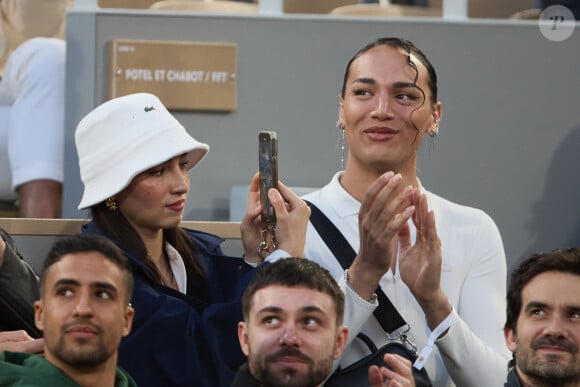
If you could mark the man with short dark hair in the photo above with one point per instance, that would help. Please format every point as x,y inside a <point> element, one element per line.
<point>543,320</point>
<point>292,329</point>
<point>84,311</point>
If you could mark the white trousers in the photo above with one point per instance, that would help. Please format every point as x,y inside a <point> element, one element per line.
<point>32,114</point>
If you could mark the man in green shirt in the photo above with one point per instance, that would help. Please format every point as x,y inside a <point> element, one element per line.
<point>84,312</point>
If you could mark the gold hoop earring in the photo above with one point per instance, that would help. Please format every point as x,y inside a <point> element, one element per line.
<point>111,204</point>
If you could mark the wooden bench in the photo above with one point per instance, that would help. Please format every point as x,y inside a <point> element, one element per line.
<point>60,227</point>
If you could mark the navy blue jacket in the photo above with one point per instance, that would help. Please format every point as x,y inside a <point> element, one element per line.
<point>177,339</point>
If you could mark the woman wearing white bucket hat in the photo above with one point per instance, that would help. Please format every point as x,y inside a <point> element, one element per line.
<point>187,294</point>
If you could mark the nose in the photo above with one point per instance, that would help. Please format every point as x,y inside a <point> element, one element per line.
<point>179,180</point>
<point>556,327</point>
<point>83,307</point>
<point>381,109</point>
<point>289,336</point>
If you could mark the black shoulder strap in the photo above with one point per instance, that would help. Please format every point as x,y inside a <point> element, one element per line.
<point>386,313</point>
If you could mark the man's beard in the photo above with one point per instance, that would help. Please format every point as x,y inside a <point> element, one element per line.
<point>81,358</point>
<point>290,377</point>
<point>549,369</point>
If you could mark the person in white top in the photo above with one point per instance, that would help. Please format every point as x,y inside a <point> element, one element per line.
<point>32,64</point>
<point>441,264</point>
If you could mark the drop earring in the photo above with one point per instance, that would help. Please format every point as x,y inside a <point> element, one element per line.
<point>435,129</point>
<point>111,204</point>
<point>341,142</point>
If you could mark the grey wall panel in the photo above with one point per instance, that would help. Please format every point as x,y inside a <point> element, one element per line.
<point>509,137</point>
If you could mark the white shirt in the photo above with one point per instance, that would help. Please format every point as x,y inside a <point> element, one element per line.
<point>473,352</point>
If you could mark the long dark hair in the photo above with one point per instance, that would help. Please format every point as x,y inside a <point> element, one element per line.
<point>116,226</point>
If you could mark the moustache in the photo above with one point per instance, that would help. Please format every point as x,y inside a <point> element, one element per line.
<point>288,352</point>
<point>91,326</point>
<point>556,342</point>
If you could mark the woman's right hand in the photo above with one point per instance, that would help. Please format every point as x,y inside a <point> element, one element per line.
<point>292,215</point>
<point>384,211</point>
<point>20,341</point>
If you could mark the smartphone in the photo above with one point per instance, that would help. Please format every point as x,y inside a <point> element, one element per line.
<point>268,165</point>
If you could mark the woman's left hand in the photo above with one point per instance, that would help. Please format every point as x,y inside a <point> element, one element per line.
<point>420,263</point>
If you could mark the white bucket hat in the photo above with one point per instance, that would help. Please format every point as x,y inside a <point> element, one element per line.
<point>124,137</point>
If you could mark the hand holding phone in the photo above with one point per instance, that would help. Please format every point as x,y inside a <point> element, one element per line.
<point>268,166</point>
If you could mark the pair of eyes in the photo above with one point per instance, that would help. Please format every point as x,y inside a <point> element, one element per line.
<point>413,95</point>
<point>573,314</point>
<point>98,293</point>
<point>308,321</point>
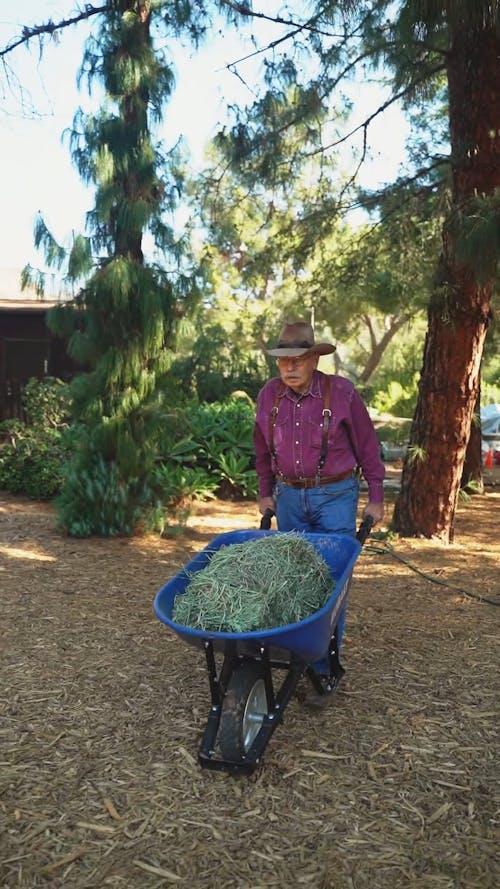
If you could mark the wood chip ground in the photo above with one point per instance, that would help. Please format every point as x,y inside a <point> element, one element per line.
<point>394,785</point>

■ **Work required**
Print all of the data above again, line for line and unchanged, leaving out the pictures.

■ **Full response**
If you could mark the man with short dark hair in the photo above with one point per instance, that would help. Please format every point as x,y inside a <point> element, one element per line.
<point>543,320</point>
<point>292,329</point>
<point>84,311</point>
If you could mark the white trousers in the photo above with one point per instance, that would help. Please format every point as x,y inside a <point> element, one element per line.
<point>32,114</point>
If you could mark the man in green shirt in the photo above with one point per instance, that would help. Please format every point as x,y inside a <point> element, one element per line.
<point>84,312</point>
If you could mark the gold hoop earring in the photo above with one point per instance, that would help. Please format every point as x,y inside a <point> element, one element per line.
<point>111,204</point>
If you could mark the wooden bench in the photo above with one point per instance, that would help. Please format every point as x,y inside a <point> element, one element per line.
<point>60,227</point>
If you could mark the navy blue jacket in the photo above with one point per instance, that would help. Please format every point as x,y inside a <point> element, one element per line.
<point>177,339</point>
If you could mark the woman wearing white bucket hat in the photo above with one point per instance, that would help. Please format every point as x,y inside a <point> element, one element per line.
<point>187,294</point>
If you could mark the nose in the photo above with one point per instance, that would help. Please format every point as x,y inside a <point> element, one element per line.
<point>179,180</point>
<point>556,327</point>
<point>83,307</point>
<point>381,109</point>
<point>289,336</point>
If you could mark the black shoulder strap in the photo above with one point per instance, that would help. Please format every point as x,y inside a <point> element, one element per line.
<point>386,313</point>
If you could mark the man's beard in the photo above with one point per instance, that would help. Please format every point as x,y inside a <point> element, one element per line.
<point>81,358</point>
<point>290,377</point>
<point>549,369</point>
If you could mark the person in white top in the photo above with one point per instance, that would help. Please format every point as x,y inside a <point> element, one element per line.
<point>32,64</point>
<point>441,264</point>
If you could mark the drop earring in the photo above with one point per instance, that would help. Please format every point as x,y inside a <point> element, one element per line.
<point>435,129</point>
<point>111,204</point>
<point>341,142</point>
If you could mark the grey wall panel in the photo above with one point per instance, that would help. Please format every point as x,y inside a <point> element, one element per line.
<point>509,137</point>
If you could mark the white shirt in the photo above with one point per instance, that would help. Please format every point as x,y inside a <point> element, one element per line.
<point>473,352</point>
If you could mark the long dark hair in the photo above with one point per instance, that would help. Please format every point as x,y inside a <point> element, one element per line.
<point>116,226</point>
If you could mark the moustache in the photo above with one point per instance, that would help. Please format every point as x,y inside a <point> element, one element per line.
<point>288,352</point>
<point>91,326</point>
<point>556,342</point>
If you could mark the woman's right hand in the photo above with one point per instance, that would help. Please format every point as x,y inside a <point> element, one element per line.
<point>292,215</point>
<point>384,211</point>
<point>20,341</point>
If you could mark the smartphone in the photo above with one point per instance, that would help. Please format every point as x,y inside a <point> element, one element per line.
<point>268,165</point>
If you could mark the woman's left hand in the photo above with one point per instance, that would help. Please format every point as x,y inside a <point> element, one element per line.
<point>420,263</point>
If you could mark the white bucket hat in the photo above with one point per instance, that would help. Please format every point as x,y inside a <point> element, one element per line.
<point>124,137</point>
If you could mark the hand holding phone in the photo above with one point per instance, that would help. Please format every point as x,y inside a <point> element, one element per line.
<point>268,166</point>
If you could mark the pair of eyes in the photo above with one point per instance, that would help. Please format every point as x,y inside a <point> element, one element per line.
<point>413,95</point>
<point>573,314</point>
<point>98,293</point>
<point>308,321</point>
If you could mark the wood chip ground in the photo above with one point per instance, that would help. Please format every point as x,y inside a <point> element, one element per line.
<point>394,785</point>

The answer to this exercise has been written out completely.